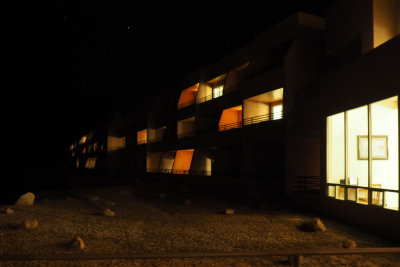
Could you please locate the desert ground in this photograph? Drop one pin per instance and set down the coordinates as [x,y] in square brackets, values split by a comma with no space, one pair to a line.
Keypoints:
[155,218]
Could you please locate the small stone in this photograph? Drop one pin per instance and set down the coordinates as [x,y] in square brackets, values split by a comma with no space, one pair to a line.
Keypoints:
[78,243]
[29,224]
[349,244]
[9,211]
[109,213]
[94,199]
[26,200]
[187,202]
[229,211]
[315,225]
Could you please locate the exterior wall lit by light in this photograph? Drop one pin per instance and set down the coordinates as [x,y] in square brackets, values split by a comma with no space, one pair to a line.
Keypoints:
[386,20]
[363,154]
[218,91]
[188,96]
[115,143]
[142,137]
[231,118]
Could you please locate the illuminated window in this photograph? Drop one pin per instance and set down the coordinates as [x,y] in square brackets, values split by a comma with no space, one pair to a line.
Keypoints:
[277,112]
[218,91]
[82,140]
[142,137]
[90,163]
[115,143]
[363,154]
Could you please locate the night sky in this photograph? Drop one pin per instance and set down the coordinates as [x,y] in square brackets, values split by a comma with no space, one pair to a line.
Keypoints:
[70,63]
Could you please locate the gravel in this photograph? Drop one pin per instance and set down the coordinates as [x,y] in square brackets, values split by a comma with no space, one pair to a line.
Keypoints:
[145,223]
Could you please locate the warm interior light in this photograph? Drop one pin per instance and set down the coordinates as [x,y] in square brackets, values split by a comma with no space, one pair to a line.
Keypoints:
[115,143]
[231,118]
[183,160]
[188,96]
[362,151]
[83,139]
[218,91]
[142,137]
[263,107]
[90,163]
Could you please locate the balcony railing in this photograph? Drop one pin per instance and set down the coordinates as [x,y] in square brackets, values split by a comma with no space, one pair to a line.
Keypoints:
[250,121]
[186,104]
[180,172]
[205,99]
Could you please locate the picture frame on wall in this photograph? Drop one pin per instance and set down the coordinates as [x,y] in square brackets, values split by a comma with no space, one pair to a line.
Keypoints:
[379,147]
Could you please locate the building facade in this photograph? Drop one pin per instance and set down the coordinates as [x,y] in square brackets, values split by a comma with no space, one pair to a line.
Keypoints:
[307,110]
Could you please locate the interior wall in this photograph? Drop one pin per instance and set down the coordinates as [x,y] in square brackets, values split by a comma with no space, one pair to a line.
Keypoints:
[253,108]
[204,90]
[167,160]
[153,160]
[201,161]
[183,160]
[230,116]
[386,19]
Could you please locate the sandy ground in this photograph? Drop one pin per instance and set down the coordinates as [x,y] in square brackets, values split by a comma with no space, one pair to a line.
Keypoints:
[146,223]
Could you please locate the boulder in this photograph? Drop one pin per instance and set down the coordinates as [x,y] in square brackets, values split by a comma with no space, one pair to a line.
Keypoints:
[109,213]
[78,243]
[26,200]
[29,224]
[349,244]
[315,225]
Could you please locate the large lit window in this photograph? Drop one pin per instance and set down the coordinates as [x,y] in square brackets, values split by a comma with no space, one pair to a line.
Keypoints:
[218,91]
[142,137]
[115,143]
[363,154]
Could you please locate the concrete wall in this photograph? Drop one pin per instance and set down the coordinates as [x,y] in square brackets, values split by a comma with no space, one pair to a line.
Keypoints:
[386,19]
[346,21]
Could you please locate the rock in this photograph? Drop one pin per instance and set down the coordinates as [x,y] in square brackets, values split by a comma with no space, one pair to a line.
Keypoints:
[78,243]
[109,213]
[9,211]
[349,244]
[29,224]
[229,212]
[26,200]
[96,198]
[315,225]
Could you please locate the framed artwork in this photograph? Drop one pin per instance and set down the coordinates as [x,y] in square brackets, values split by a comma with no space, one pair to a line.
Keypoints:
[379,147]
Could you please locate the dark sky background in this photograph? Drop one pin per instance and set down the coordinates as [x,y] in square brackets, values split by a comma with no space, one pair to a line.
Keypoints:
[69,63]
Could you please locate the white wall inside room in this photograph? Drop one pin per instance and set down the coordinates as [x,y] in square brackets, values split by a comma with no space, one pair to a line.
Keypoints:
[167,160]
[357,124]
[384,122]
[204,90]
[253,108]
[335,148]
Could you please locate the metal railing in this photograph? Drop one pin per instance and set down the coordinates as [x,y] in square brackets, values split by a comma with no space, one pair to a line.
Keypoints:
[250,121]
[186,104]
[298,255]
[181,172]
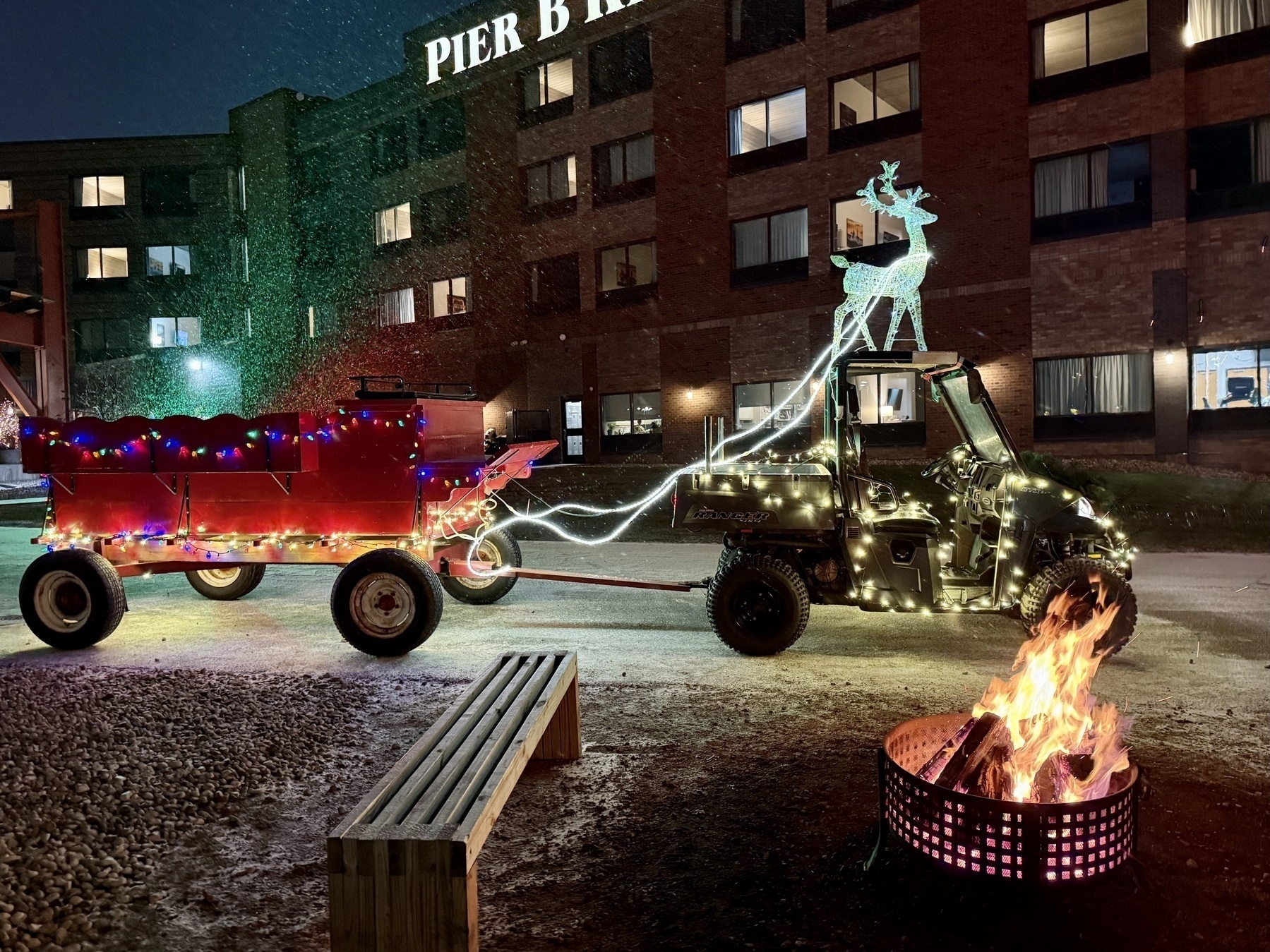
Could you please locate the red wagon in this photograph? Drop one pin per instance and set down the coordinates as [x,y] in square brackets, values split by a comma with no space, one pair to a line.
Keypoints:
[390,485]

Problem description
Only the pictures are to be left out; print everything else in the listing exactly.

Answer box
Could you please locate the desert ground in this photograph? Drop one pin per instance and set down the coordinates as [x,y] in square brackets, values split by a comma with no space, one pair to a line.
Keypoints:
[155,218]
Could you please locate the small stone in this photograph? Drop one pin per instance and set down the coordinates as [x,y] in square brackets, values split by a comma with no space, one pair to a line.
Keypoints:
[78,243]
[29,224]
[349,244]
[9,211]
[109,213]
[94,199]
[26,200]
[187,202]
[229,211]
[315,225]
Could you please locate the exterior wall lit by light in this photograph? Drop one pin per instance and set down the coordinates as [x,y] in square brackets, values split by a comma with no space, one pair to a line.
Keypoints:
[386,20]
[363,154]
[218,91]
[188,96]
[115,143]
[142,137]
[231,118]
Could you please locate the illuminated window in this photograph? Drop one pin per instance and set down the coordinates as [x,y] in square brackets, values split by a comma with no space, one pair to a line.
Keypoints:
[277,112]
[218,91]
[82,140]
[142,137]
[90,163]
[115,143]
[363,154]
Could you please locate the night sky in this photograph? Drop one pin per instance and set down the coordinates as [x,y] in square brackets, values split by a comma with no space, one pair to a line.
Keypoints:
[70,63]
Could you please locate the gravel in this photograph? Drop one pin per instance and set down the coordinates as [x,y] in square brackets, values split by a comma with no space, one pair to a line.
Keypoints:
[145,223]
Could you please locate the warm interior light in this photograph? Drop one pin per instance and set down the coordinates as [x,y] in square brackets, values split by a comma with no space, one pair to a line.
Keypoints:
[115,143]
[231,118]
[183,160]
[188,96]
[362,151]
[83,139]
[218,91]
[142,137]
[263,107]
[90,163]
Could you please locate the balcony railing in this photograph? Drop one pin per instance and set down the coordinates as [x,y] in square brackets, values split by a comma with no space, one pair to a line.
Keypoints:
[250,121]
[186,104]
[180,172]
[205,99]
Could you please locate the picture frame on wall in this photograph? Drop one pin per instance and set down the coordinates as [x,y] in square brackets, values split by a comma with no space, one pair to a line.
Keypoints:
[379,147]
Could you please locate the building facade in this photograph? Drop one pin per instance and set down the coordinates as [x,y] in square brackets, values split by a comma with no space, one pair to a line.
Keypoints:
[307,110]
Could you please locate the interior wall in this photograph? Drop one pin per instance and set down the coordinates as [x,y] in square brackets, values split by a comma with no space, one pair to a line.
Keypoints:
[253,108]
[204,90]
[167,160]
[153,160]
[201,161]
[183,160]
[230,116]
[386,19]
Could you please locate the sandy ground in this photograph? Drop one pin per instance and set down the coordinates as [x,y] in square brackets, values split by a comma with no space, one pair to a line.
Keypoints:
[146,223]
Could you please locate the boulder in this photograph? Drop one pin per instance and set down the coordinates as [x,y] in square brackets, values split by a comma with no space, one pair to a line.
Keypoints:
[109,213]
[78,243]
[26,200]
[29,224]
[349,244]
[315,225]
Could you please locate the large lit window in this photograph? Drop one pin per instance and set down the coordinates as [x,y] in square brackets, values split by a comma with no space, one pair to a line.
Keypoints:
[218,91]
[142,137]
[115,143]
[363,154]
Could you please locate the concrete wall in this photograph? Drop one pin per instance and set down the coordinates as [x,y] in square brackets, values split by a comma with no space, one pair to a line.
Keypoints:
[386,19]
[346,21]
Could you please locate the rock in this photograph? Drop one pin per instance and set down the coordinates as [x,y] in square brackets, values split by a comma with no space, one pair to a line.
Keypoints:
[78,243]
[109,213]
[9,211]
[349,244]
[29,224]
[229,212]
[26,200]
[96,198]
[315,225]
Could you please locate the framed artwork in this photograph? Drop one pin per instance and set down the coordinates as [x,y] in square brackets, values split by a comma with no space, one pair to a line.
Keypoints:
[379,147]
Could you please locate the dark sky background in this photograph? Drop one pin per instance and set down the coordinates as [x,y] in square brackets, values split by a comma with no space, one pair to a line.
Keypoints:
[69,63]
Could you please locate the white wall inside room in this photograph? Drop one pin per instance and set down the coordinates as [x,y] in square brackets, values split by a comma with no space, one pair to a line.
Keypoints:
[167,160]
[357,124]
[384,122]
[204,90]
[253,108]
[335,148]
Could you please locate the metal railing in this photograph? Drop one pin per instance and set down the coordinates as [x,y] in square brackets, values split by a comma with no space, one pair to a line.
Keypoints:
[250,121]
[186,104]
[298,255]
[181,172]
Could you please locate the red wagon in this photograph? Drop one pin per instance and set down the coordinates as [x,y] in square brackets, values split by a comma with no space, one pair to a line.
Keypoints:
[390,485]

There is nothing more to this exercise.